Aim » Rewrite all the records, substituting "whole-number pairs" for every occurrence of "integer pairs" and leaving everything else unchanged.

Task material »

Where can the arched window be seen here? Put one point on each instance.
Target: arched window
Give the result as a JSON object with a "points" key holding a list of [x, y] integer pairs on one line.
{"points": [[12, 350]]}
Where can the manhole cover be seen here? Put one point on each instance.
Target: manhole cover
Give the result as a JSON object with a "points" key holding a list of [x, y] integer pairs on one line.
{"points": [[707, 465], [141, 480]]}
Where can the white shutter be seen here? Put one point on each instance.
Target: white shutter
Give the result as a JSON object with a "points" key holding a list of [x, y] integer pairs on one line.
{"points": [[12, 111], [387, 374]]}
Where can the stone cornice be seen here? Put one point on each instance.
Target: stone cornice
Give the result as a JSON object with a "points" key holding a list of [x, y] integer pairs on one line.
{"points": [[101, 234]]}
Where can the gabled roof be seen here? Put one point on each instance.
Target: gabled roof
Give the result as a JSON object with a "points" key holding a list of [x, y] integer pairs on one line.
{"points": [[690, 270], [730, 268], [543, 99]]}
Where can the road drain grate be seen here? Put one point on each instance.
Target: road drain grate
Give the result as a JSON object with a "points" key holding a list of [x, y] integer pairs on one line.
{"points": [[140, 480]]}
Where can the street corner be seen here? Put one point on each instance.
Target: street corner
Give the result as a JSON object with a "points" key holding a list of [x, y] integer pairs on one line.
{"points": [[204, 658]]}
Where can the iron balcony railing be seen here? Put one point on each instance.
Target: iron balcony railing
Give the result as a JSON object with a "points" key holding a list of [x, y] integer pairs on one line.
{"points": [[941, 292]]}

Solution below »
Where can the arched window be seen here? Put one point on each instance.
Target: arched window
Give the result as a JSON object with a "points" key holding a list of [x, y] whole-number pairs on one line.
{"points": [[12, 350]]}
Where can the manhole cover be seen here? Put one point on each instance.
Target: manhole cover
Give the result as a JSON object with a "points" key holding a list of [x, y] whole-number pairs on one line.
{"points": [[707, 465], [141, 480]]}
Where can the white shutter be seen here? Put one point on each instance.
Target: white shutter
Give the result as a JSON object with a "points" key holding a list of [x, y] whole-number pairs on one line.
{"points": [[12, 111], [387, 374]]}
Where can the stone cornice be seen here? Put one point on each instance.
Target: stone cornice
Give the result as a JSON object with a "points" key holding a list of [x, y] whole-number pairs on one line.
{"points": [[101, 234]]}
Where can the gabled roof be seen here? Put one point on each instance.
Target: gabled roof
Give the result as a JSON object with a "points" key holding a list of [x, y] whole-number pairs on one line.
{"points": [[690, 270], [730, 268], [543, 99]]}
Where can the road drain grate be seen here? Put one point on each instance.
Target: road drain grate
Give the result as a JSON object with a "points" key holding a list of [x, y] whole-number pairs on one line.
{"points": [[140, 480]]}
Where can the street corner be seen here? Put one point on each instance.
Target: street corner
Give the result as a JSON object with a "points" key holding a list of [x, y] whole-number pairs on one line.
{"points": [[204, 658]]}
Where can the iron balcony railing be seen here? Put one point on each instance.
Target: iron balcony railing
Give the result as a JSON object with a "points" key holding a list of [x, y] whole-number pairs on one line.
{"points": [[941, 292]]}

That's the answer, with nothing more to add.